##### INFORMATION GIVEN #####
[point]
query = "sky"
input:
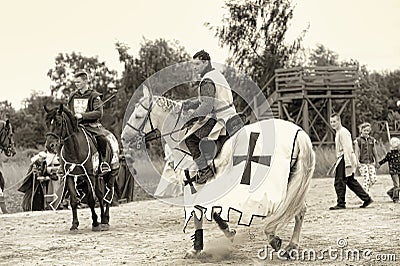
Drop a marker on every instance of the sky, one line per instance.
(34, 32)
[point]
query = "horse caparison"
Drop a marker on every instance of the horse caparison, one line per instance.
(151, 113)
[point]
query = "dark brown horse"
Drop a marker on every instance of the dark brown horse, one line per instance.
(79, 159)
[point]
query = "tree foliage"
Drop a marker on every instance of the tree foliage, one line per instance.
(102, 79)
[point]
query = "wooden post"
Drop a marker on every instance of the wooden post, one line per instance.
(280, 111)
(306, 125)
(329, 112)
(353, 118)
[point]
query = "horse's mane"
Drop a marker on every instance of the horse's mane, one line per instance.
(165, 103)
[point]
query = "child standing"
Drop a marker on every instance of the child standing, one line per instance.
(393, 157)
(367, 156)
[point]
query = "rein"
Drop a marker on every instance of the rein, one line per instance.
(60, 139)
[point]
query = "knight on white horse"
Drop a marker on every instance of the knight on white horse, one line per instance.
(263, 170)
(213, 110)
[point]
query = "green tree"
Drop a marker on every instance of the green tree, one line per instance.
(102, 79)
(153, 57)
(28, 123)
(254, 31)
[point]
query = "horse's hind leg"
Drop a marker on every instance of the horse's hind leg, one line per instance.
(92, 205)
(295, 240)
(110, 189)
(74, 201)
(224, 226)
(197, 238)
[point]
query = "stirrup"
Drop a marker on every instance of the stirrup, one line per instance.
(104, 168)
(203, 175)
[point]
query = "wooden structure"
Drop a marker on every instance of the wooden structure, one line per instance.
(309, 95)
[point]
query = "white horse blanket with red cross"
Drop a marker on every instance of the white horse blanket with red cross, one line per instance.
(255, 177)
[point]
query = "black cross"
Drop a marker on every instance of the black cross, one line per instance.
(189, 181)
(265, 160)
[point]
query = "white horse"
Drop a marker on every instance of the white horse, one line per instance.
(278, 195)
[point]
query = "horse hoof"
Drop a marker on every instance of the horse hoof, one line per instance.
(276, 243)
(74, 227)
(96, 228)
(105, 227)
(192, 253)
(231, 234)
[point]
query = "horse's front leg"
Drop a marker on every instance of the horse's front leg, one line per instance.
(109, 199)
(74, 201)
(274, 240)
(92, 194)
(295, 240)
(197, 249)
(224, 226)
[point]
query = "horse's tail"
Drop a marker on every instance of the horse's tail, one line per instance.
(298, 185)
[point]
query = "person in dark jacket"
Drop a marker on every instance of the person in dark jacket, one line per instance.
(367, 156)
(87, 107)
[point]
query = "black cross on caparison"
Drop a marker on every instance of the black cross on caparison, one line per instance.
(265, 160)
(190, 181)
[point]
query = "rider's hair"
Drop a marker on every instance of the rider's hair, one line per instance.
(83, 74)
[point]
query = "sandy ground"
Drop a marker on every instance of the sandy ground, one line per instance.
(150, 232)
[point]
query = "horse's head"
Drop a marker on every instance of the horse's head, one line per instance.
(61, 124)
(6, 138)
(139, 123)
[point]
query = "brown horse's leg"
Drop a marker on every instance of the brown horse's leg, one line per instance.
(74, 201)
(92, 205)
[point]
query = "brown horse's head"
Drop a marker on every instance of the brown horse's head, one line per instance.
(6, 138)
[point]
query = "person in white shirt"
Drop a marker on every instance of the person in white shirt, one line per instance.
(345, 166)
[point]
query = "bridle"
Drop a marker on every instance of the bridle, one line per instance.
(142, 135)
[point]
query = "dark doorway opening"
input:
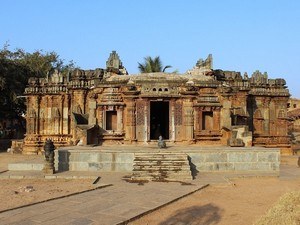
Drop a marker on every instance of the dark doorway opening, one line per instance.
(159, 120)
(111, 120)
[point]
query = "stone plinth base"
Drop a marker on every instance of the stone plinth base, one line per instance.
(203, 159)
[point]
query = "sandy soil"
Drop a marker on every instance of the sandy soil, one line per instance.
(14, 193)
(243, 202)
(18, 192)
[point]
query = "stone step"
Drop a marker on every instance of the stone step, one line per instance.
(159, 168)
(162, 164)
(159, 155)
(26, 166)
(160, 159)
(155, 173)
(159, 178)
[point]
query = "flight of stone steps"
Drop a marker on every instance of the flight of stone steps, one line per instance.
(161, 166)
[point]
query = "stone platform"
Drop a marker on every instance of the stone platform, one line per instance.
(202, 159)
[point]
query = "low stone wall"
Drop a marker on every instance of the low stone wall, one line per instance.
(223, 159)
(239, 160)
(89, 160)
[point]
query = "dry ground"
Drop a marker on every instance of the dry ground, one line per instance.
(13, 192)
(243, 201)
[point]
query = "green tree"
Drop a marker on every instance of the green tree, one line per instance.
(15, 69)
(152, 65)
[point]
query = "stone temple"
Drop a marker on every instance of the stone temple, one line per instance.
(202, 107)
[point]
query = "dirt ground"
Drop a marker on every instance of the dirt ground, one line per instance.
(18, 192)
(242, 202)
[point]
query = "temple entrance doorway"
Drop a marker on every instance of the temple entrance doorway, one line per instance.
(159, 120)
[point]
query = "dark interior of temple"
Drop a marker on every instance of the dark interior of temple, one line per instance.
(159, 120)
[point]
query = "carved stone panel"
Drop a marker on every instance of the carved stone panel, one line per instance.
(178, 113)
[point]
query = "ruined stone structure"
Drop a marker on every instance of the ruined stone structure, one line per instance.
(201, 107)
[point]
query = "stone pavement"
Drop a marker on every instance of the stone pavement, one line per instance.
#####
**THE REQUEST**. Identify every line in the records above that contains the word "post", and copy each of those lines.

**TASK OUTPUT**.
query = "wooden post"
Drop a marker on every instance of the wooden post, one line per instance.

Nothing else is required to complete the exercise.